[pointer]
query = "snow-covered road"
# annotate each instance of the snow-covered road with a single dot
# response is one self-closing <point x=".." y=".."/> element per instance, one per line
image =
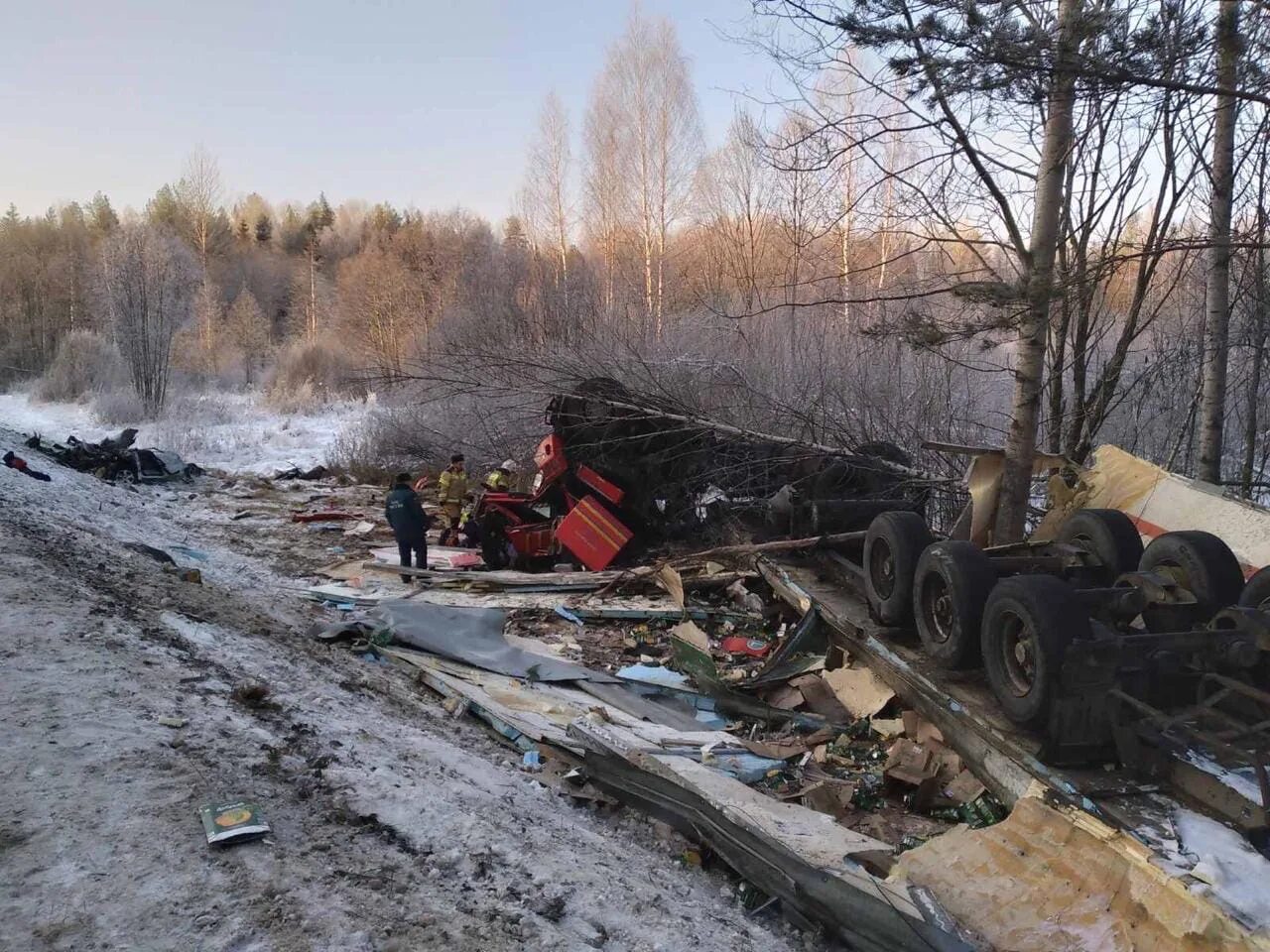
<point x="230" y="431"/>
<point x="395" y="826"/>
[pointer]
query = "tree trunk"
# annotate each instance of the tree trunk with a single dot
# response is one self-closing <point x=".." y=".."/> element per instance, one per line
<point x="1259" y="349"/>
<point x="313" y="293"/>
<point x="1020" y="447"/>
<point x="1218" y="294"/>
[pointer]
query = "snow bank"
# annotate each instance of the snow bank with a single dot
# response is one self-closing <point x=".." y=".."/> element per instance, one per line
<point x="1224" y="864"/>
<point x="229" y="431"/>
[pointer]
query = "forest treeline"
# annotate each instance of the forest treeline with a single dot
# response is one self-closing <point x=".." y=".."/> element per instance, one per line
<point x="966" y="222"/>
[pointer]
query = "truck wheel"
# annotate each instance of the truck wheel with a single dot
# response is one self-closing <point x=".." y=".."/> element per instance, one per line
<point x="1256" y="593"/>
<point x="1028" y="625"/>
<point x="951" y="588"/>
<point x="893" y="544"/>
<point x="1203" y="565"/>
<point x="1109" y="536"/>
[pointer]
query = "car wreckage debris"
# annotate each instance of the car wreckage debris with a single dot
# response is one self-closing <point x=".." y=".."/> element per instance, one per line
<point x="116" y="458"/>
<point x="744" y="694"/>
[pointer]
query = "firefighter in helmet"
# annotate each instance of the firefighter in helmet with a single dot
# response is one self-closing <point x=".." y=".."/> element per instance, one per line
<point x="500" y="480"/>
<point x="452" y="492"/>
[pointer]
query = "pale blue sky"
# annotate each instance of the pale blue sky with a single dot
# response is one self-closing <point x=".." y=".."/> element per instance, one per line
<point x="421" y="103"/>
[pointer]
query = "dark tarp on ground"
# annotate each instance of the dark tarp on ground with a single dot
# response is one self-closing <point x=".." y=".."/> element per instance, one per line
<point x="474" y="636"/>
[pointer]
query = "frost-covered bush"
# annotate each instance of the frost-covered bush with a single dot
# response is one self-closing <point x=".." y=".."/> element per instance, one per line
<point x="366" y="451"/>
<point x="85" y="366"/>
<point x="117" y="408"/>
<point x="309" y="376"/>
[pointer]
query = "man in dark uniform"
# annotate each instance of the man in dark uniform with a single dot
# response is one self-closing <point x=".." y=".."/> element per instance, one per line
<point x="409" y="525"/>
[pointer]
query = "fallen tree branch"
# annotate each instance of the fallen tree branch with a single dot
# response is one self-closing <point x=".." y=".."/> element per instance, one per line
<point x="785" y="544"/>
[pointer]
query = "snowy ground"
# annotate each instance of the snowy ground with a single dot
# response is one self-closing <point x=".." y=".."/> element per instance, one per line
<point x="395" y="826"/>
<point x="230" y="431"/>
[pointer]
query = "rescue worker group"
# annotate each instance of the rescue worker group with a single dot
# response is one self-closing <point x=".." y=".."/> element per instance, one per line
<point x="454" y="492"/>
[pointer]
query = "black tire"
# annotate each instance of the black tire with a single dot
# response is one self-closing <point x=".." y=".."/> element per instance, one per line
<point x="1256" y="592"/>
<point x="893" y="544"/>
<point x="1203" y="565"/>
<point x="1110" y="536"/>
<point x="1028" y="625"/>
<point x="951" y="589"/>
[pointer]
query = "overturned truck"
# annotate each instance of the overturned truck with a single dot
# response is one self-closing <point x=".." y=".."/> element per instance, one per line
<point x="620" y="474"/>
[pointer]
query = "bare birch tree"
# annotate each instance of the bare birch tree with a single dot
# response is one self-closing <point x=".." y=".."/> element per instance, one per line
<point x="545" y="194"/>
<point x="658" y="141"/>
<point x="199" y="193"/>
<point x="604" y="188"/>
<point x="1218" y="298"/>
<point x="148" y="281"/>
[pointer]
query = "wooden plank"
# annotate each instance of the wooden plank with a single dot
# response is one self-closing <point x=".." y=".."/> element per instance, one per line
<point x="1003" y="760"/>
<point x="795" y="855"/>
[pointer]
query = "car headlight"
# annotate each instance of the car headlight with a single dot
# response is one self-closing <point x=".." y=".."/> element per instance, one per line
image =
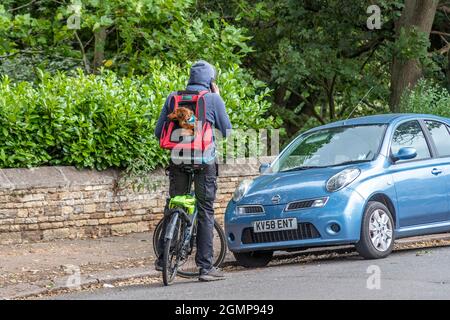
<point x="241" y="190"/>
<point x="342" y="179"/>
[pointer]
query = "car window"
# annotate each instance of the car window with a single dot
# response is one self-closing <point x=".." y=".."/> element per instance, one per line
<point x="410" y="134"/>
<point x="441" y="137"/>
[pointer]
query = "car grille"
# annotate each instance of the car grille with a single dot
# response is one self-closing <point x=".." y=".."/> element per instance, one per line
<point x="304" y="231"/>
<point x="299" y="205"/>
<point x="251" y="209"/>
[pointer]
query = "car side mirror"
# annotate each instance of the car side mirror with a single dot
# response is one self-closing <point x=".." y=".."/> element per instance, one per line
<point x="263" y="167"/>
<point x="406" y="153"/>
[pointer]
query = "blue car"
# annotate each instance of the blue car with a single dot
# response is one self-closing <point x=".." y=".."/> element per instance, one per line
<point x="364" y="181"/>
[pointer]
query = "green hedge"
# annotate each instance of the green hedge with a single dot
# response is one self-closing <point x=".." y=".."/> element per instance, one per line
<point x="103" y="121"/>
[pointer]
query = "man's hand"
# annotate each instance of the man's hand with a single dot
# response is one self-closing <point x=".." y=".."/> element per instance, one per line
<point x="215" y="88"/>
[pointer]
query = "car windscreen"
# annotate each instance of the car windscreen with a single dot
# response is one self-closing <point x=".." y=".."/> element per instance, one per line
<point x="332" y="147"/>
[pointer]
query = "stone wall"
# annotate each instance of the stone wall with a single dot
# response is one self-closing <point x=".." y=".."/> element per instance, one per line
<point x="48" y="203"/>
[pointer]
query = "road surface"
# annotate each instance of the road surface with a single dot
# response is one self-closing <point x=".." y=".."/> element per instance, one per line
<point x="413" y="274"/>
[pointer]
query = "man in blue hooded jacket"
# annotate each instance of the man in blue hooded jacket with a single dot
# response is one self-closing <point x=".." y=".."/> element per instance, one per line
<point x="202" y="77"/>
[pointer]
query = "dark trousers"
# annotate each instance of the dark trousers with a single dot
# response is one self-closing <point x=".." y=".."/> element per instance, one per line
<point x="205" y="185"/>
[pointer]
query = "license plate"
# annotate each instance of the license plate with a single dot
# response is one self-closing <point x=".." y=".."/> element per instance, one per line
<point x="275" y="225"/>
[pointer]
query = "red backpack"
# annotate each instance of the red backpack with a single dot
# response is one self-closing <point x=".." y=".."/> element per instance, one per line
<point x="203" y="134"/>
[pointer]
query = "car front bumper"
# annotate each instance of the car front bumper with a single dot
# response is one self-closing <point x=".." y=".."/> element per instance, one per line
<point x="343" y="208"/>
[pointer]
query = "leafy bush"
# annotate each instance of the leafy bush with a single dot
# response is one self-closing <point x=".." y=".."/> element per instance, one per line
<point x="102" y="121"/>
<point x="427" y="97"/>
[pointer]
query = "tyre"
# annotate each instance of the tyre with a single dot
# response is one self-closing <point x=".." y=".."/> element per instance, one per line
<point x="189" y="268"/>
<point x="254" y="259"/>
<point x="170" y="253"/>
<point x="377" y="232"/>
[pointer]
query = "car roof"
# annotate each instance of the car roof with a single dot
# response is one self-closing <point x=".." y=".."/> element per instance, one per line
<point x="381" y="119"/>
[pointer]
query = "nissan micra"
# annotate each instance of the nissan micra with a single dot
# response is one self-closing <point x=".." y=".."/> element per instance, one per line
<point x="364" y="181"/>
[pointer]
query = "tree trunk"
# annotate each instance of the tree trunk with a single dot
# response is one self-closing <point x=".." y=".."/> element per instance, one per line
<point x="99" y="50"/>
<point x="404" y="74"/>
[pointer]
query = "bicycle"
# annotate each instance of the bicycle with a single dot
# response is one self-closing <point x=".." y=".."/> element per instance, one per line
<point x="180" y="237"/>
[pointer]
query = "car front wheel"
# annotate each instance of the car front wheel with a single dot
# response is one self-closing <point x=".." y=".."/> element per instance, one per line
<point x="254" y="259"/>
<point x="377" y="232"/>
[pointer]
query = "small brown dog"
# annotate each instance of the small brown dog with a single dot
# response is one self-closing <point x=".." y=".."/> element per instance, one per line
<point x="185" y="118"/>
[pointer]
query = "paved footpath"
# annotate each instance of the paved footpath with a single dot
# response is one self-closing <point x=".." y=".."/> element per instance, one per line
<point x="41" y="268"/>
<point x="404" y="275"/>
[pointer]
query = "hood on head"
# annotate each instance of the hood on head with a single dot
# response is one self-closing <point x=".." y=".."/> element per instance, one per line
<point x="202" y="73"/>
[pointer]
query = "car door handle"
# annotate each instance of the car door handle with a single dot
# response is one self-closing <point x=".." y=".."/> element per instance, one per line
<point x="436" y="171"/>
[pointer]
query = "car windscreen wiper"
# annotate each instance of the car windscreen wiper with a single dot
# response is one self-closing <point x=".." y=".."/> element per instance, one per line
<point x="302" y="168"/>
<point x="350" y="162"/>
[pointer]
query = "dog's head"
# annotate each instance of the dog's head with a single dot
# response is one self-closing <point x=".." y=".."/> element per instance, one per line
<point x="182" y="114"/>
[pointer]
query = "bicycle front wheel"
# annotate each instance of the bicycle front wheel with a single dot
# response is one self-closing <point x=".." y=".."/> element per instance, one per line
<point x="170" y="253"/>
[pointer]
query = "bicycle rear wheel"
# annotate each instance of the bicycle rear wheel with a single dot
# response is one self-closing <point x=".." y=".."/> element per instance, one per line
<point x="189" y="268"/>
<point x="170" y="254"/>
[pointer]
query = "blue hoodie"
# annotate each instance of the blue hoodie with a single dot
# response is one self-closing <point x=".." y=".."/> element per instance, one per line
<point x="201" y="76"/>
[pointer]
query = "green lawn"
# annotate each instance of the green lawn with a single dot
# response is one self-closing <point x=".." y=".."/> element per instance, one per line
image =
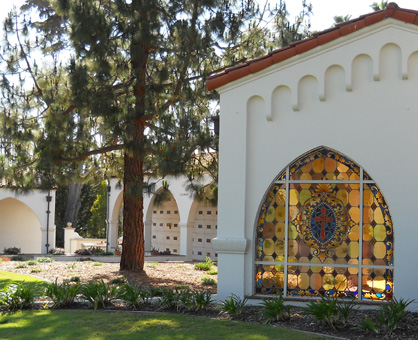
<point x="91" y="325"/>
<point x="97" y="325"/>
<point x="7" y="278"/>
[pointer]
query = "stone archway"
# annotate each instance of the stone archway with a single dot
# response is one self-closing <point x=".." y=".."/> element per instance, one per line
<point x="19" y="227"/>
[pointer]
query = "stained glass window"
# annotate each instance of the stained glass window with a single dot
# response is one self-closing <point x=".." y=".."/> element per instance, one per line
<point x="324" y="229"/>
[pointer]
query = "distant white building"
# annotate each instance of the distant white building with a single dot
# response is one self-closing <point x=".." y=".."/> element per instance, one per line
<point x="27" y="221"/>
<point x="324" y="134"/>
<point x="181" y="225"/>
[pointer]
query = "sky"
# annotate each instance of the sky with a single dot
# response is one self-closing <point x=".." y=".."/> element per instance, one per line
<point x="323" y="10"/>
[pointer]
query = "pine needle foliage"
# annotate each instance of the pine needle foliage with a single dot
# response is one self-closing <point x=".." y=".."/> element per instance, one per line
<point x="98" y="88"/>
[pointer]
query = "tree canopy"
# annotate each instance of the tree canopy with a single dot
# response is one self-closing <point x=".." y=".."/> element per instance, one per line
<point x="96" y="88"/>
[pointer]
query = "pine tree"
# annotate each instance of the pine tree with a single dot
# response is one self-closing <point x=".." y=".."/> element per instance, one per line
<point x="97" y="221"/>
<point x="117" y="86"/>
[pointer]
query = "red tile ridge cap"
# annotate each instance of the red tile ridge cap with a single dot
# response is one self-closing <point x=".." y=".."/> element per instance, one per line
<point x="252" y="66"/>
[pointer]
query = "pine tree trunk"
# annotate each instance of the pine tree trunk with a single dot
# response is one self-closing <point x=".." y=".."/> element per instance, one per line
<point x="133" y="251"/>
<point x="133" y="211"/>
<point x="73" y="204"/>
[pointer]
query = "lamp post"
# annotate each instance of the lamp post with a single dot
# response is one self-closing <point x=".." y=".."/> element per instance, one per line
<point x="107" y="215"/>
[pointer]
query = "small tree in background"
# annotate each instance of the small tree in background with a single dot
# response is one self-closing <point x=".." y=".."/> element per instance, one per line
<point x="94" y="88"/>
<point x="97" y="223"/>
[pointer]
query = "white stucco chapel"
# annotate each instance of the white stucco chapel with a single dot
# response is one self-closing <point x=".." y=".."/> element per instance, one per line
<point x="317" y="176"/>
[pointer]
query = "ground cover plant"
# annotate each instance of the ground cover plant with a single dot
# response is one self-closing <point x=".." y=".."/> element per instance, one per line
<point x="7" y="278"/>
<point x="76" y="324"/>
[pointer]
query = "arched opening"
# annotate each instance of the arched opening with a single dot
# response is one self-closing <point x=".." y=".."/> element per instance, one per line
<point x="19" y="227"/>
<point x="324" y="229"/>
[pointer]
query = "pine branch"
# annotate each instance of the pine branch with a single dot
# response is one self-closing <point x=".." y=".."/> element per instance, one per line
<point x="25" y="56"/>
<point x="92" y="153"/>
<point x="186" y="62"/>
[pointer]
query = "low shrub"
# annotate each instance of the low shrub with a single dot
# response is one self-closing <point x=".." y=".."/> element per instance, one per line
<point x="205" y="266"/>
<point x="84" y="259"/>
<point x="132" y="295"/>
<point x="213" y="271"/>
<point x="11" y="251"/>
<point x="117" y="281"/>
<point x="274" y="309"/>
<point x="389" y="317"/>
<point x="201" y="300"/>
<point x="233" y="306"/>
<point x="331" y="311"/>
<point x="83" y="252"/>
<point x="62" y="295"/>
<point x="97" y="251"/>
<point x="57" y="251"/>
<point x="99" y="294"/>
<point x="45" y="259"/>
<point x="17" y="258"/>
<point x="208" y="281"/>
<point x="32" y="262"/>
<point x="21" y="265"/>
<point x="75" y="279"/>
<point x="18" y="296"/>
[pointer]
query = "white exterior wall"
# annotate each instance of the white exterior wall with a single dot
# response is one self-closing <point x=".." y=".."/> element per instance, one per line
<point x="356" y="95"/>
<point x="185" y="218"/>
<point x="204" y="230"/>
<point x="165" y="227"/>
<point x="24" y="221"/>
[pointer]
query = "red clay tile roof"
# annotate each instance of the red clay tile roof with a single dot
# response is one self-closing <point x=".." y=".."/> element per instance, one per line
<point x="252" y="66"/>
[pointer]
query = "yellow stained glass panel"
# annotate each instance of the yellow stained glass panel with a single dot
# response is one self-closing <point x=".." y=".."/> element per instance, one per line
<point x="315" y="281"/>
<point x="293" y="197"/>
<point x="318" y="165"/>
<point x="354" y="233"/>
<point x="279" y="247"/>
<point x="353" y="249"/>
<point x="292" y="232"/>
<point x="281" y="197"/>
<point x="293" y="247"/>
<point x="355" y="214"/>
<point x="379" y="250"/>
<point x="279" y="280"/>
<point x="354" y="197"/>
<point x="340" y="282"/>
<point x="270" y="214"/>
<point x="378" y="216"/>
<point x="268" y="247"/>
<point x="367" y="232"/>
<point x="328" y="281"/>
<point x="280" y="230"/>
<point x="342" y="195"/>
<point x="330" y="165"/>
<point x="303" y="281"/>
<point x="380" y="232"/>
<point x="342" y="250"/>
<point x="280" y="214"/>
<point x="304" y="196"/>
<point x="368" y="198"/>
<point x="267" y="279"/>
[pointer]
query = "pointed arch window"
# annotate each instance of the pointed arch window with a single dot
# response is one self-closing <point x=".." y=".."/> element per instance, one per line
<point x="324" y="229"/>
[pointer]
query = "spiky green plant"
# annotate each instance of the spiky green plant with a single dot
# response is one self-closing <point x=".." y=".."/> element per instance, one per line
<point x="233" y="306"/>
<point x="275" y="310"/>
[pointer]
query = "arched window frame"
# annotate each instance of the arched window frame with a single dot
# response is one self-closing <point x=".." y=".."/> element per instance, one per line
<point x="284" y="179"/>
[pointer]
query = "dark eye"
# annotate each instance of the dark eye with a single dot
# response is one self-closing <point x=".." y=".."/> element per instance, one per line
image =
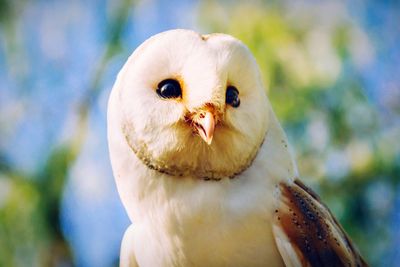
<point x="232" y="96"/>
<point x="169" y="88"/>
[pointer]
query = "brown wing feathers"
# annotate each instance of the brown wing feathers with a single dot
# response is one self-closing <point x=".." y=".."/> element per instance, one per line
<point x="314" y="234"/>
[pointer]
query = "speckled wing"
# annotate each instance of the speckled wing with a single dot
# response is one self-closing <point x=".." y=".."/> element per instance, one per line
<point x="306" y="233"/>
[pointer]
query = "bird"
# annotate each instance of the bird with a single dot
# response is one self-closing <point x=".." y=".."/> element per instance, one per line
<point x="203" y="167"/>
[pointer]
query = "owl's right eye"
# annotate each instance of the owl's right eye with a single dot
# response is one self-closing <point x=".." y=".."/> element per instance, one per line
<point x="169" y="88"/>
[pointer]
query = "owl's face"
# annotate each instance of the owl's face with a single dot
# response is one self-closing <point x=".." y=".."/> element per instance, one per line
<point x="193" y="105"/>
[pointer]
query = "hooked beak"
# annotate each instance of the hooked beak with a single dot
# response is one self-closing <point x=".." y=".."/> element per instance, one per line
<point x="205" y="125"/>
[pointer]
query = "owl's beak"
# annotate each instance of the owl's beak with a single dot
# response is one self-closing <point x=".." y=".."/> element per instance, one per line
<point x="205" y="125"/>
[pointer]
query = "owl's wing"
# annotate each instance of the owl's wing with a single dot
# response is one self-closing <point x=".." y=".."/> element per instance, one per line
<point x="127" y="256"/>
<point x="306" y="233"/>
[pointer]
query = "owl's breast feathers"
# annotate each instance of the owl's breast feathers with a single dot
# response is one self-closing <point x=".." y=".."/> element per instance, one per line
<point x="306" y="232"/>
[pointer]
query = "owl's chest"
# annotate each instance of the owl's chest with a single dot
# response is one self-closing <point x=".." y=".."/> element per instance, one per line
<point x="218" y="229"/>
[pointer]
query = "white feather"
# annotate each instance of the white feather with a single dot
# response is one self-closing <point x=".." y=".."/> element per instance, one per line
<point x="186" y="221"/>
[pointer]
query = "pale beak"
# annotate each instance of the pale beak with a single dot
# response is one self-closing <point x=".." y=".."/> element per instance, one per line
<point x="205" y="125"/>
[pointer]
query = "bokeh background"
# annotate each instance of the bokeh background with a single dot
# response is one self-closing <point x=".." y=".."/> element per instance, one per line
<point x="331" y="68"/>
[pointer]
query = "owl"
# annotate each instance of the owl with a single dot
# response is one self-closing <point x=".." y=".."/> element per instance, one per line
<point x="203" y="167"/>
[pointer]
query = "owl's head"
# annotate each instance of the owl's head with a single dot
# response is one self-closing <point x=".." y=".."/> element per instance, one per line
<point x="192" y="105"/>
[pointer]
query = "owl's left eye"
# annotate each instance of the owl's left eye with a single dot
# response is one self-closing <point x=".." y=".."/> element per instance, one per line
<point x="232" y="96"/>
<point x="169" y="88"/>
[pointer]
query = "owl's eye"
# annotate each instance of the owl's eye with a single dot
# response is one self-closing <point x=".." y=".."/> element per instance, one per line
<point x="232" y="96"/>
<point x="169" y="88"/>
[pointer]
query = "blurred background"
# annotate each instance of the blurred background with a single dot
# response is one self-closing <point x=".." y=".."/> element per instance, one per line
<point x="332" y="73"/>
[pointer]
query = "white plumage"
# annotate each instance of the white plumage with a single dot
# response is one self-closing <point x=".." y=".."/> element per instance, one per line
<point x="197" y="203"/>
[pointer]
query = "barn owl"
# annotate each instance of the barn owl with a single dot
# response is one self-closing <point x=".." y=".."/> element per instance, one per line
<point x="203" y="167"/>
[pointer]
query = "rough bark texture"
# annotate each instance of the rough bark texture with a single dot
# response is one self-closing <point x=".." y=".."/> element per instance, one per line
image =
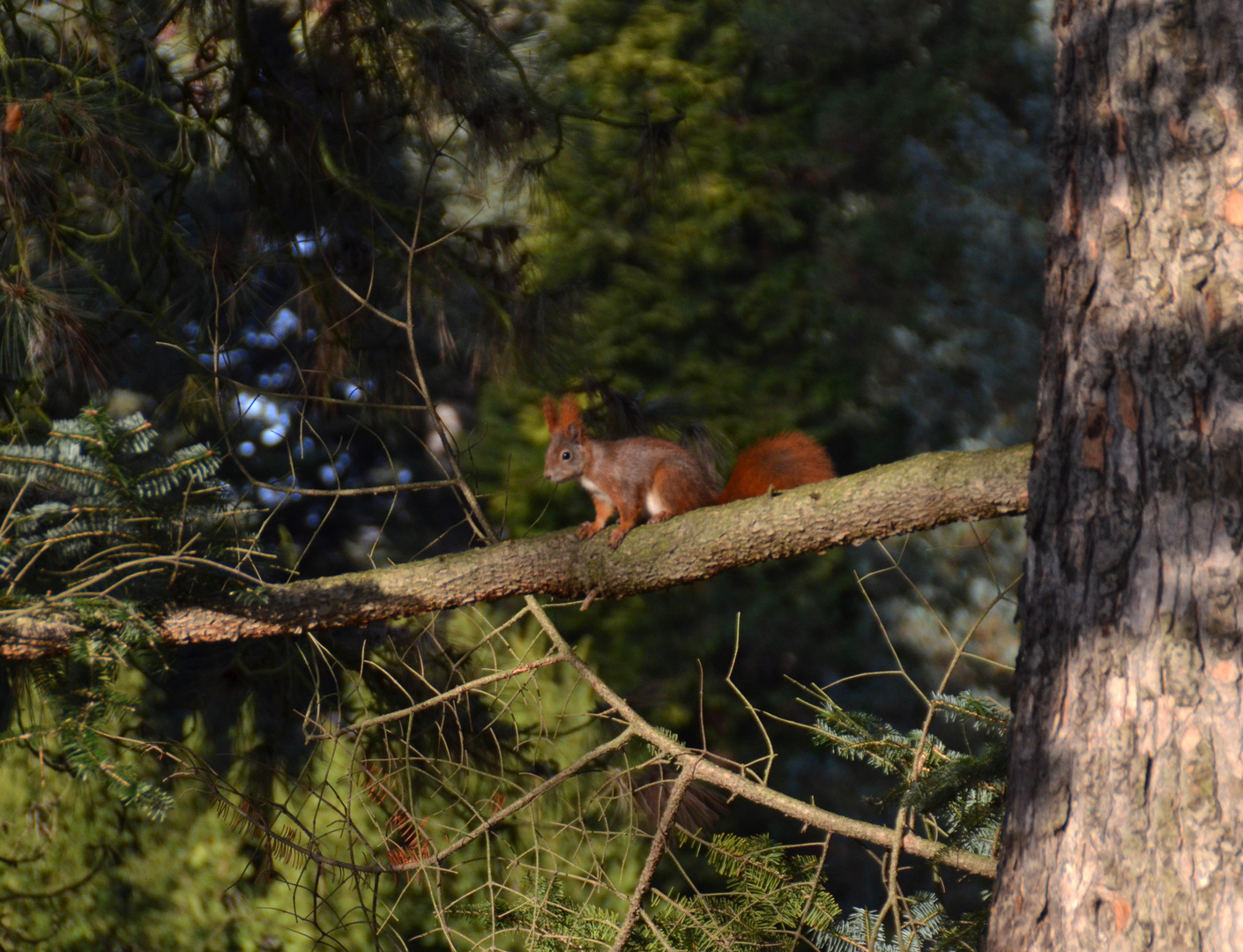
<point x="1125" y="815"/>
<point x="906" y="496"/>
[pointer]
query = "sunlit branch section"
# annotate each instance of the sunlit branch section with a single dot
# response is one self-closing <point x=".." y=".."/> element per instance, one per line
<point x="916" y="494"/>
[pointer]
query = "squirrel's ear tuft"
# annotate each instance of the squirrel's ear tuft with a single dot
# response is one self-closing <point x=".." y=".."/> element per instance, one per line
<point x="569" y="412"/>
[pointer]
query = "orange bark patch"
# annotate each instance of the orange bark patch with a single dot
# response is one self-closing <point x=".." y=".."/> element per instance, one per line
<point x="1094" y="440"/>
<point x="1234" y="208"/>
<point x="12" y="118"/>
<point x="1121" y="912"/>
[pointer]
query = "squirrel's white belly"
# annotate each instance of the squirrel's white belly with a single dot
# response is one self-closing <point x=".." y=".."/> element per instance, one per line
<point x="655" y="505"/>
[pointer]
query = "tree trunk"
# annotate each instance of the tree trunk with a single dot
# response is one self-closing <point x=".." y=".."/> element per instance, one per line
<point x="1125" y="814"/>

▶ **EXERCISE DESCRIPTION**
Collect every line in the data above that contains the string "section", and reproduce each such line in full.

▶ **TASK SOLUTION**
query = "sunlit branch section"
# annotate each instance of the sunlit branch section with a single dot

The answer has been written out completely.